Which lines in the items below contain the string "head", with uppercase and lowercase treated as different? Pick out and copy every such line.

DATA SHOWN -
☆ ☆ ☆ ☆ ☆ ☆ ☆

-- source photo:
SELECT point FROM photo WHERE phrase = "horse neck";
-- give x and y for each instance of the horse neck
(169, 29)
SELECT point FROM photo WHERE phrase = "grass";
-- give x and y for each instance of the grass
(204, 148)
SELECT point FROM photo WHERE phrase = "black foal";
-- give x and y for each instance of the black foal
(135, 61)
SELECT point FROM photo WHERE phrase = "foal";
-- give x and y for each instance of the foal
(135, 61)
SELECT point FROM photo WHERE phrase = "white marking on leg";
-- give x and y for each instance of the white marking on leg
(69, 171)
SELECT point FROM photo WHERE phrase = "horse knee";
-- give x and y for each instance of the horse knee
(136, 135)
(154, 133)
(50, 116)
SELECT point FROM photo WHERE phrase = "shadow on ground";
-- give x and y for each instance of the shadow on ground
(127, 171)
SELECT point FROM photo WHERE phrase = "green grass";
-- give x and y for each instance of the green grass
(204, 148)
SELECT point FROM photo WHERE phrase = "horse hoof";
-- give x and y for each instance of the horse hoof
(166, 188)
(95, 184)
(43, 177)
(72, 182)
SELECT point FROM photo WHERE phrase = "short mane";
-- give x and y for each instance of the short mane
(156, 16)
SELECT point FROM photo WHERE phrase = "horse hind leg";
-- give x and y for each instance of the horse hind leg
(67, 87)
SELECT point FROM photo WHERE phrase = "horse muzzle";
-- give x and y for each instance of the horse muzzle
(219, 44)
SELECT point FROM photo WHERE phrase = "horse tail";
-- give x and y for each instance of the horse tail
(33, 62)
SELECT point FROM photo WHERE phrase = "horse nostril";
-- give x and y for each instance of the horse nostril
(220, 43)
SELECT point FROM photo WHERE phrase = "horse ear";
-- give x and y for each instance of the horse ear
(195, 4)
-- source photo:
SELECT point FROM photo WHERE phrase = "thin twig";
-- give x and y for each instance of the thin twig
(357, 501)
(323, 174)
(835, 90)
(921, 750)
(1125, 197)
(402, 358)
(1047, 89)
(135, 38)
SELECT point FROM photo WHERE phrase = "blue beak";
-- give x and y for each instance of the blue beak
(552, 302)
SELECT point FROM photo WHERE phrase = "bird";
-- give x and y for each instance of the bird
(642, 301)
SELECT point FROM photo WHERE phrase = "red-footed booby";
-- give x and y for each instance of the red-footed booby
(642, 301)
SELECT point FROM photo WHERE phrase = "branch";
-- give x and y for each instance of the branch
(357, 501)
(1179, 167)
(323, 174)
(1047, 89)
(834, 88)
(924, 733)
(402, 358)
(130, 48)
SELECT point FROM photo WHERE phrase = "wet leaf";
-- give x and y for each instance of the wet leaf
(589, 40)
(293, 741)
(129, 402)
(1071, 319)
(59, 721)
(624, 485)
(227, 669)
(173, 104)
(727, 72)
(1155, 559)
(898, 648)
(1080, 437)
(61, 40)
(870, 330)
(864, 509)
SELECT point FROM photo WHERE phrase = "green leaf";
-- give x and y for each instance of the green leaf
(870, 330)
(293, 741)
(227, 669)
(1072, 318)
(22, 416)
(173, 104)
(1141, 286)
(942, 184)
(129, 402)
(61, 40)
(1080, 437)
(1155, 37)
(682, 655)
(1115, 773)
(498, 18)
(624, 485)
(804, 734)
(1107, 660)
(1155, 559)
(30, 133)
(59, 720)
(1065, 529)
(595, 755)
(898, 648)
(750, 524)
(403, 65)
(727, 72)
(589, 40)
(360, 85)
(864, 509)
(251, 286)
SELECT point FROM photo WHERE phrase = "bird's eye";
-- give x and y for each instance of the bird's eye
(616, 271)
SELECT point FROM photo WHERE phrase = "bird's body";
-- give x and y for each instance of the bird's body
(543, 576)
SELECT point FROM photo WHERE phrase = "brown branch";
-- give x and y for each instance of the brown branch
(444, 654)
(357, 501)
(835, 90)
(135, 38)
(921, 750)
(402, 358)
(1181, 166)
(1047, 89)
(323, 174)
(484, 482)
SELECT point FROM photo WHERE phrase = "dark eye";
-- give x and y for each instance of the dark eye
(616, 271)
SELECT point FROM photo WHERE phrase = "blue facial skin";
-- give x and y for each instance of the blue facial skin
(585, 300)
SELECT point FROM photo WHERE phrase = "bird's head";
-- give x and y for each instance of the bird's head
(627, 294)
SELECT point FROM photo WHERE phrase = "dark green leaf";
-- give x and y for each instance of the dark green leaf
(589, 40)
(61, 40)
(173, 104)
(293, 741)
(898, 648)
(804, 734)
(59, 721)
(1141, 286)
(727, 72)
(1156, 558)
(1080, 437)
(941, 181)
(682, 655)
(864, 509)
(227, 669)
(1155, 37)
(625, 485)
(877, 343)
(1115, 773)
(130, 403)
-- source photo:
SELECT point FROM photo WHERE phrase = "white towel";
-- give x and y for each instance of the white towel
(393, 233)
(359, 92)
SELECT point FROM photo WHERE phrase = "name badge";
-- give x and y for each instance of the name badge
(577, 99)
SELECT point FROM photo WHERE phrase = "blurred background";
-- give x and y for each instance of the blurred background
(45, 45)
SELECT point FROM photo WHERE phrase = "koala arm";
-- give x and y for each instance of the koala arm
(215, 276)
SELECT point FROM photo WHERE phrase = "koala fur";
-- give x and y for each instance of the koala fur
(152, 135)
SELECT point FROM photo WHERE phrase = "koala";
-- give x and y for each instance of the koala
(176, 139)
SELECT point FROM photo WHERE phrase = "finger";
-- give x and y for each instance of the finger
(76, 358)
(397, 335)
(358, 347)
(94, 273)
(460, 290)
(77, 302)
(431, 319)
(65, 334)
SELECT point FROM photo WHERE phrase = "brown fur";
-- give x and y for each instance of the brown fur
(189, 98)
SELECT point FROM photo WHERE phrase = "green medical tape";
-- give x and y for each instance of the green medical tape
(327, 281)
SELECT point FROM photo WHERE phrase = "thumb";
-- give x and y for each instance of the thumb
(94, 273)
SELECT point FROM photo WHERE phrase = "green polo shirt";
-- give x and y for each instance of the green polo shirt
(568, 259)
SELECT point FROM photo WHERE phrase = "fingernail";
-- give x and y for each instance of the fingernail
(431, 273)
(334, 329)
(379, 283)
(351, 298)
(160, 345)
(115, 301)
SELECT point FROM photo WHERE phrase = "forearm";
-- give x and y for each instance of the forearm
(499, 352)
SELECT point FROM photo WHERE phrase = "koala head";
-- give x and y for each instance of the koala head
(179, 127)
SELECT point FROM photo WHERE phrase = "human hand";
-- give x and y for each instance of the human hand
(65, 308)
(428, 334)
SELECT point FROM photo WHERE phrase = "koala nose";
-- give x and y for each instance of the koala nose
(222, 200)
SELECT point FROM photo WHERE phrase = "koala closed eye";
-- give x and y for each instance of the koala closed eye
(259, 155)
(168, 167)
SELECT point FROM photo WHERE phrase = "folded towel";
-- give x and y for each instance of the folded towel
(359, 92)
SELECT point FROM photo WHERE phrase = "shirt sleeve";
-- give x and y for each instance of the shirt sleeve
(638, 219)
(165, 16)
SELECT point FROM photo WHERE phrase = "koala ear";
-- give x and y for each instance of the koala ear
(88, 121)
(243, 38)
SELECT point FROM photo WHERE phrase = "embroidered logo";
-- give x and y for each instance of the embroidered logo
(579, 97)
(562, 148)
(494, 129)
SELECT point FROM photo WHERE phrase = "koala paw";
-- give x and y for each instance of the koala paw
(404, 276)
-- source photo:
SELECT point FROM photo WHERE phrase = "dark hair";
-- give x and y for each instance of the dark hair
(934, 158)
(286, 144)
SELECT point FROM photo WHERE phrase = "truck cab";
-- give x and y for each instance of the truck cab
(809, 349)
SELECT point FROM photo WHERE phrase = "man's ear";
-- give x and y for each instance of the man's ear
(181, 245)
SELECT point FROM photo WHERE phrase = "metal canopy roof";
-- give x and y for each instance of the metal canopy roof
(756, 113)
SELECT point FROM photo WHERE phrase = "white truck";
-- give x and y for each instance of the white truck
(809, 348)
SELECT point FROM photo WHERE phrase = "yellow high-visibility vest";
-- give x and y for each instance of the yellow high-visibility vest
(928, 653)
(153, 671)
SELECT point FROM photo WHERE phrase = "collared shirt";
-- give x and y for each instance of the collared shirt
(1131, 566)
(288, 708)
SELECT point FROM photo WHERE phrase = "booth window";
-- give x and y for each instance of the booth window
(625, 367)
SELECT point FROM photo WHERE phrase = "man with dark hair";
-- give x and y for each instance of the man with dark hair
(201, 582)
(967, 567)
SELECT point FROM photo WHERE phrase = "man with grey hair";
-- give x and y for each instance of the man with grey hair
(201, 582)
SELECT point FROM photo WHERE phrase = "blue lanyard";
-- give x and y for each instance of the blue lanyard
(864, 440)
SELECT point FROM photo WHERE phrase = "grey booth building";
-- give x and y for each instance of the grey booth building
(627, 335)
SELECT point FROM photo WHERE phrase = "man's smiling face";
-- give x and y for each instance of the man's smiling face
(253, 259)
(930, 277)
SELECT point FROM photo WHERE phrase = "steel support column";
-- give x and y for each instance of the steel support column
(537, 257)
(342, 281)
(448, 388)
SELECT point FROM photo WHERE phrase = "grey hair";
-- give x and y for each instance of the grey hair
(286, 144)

☆ ☆ ☆ ☆ ☆ ☆ ☆

RESPONSE TO THE TASK -
SELECT point FROM photo WHERE phrase = "bird's head";
-- give x and y for each instance of the bird's head
SELECT point FROM photo WHERE phrase = "koala head";
-- give x and y for each instance of the koala head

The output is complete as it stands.